***** Testo selezionato *****

In conclusione, qualche perplessità destano dunque in parte sia il senso che le motivazioni della impugnazione del Governo (con piglio forse un po’ “neocentralista”) presso la Consulta, invocando la lesione di parti della Costituzione, in particolare con riferimento ai principi fondamentali di competenza dello Stato su una materia concorrente ex art 117 Cost.; principi fondamentali su cui peraltro dal 2001(!) lo Stato non ha, sufficientemente o per nulla, finora legiferato.

Sotto questo profilo lo Stato (incluso naturalmente il Consiglio di Stato) ha invece, di volta in volta, “pescato” nella datatissima legislazione urbanistica nazionale6, parziali e spesso obsolete parti ritenute e utilizzate come principi fondamentali “in essere”, in attesa di quelli “nuovi” da legiferare in ossequio all’art 117 Cost. sul “governo del territorio” (materia concorrente che ha nel 2001 sostituito, comprendendola in sé, l’urbanistica).

*****

## Consegna
Rispondi alle domande sul testo selezionato.
(a) Quale articolo della Costituzione viene citato riguardo ai principi fondamentali di competenza dello Stato su una materia concorrente?
(b) Da quale anno, secondo il testo, lo Stato non ha legiferato a sufficienza o affatto su tali principi?
(c) Quale materia ha sostituito l'urbanistica, comprendendola in sé?
I dati non hanno alcun rapporto con il testo selezionato.

***** Dati forniti *****

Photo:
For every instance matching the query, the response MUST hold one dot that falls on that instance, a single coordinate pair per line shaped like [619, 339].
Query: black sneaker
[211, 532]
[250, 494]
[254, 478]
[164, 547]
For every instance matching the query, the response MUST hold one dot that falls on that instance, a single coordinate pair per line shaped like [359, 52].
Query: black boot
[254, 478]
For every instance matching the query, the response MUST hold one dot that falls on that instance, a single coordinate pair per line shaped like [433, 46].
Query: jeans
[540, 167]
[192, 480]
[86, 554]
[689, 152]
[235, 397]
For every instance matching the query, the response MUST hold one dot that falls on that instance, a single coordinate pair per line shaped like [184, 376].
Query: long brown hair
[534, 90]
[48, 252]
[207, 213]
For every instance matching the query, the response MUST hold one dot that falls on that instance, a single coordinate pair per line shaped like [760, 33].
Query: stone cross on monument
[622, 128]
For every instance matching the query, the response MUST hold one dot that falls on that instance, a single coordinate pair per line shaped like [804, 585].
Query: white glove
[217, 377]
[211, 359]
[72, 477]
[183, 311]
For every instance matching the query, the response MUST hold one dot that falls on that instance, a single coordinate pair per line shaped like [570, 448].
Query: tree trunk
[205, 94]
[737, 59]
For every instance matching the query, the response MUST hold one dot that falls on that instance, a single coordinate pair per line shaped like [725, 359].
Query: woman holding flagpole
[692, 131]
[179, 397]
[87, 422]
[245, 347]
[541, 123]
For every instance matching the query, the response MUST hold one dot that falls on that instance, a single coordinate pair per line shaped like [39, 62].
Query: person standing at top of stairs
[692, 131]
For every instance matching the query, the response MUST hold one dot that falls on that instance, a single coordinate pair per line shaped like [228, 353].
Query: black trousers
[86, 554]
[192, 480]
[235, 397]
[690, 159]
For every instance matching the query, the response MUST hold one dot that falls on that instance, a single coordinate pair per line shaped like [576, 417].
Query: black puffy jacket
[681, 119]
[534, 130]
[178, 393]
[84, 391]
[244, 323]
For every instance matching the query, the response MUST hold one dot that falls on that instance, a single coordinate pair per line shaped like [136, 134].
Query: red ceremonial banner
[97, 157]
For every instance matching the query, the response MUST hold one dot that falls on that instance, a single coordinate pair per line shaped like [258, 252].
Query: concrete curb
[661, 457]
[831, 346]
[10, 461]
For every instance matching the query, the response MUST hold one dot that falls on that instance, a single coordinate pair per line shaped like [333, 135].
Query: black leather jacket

*****

## Risposta
(a) L'art. 117 della Costituzione.
(b) Dal 2001.
(c) Il "governo del territorio".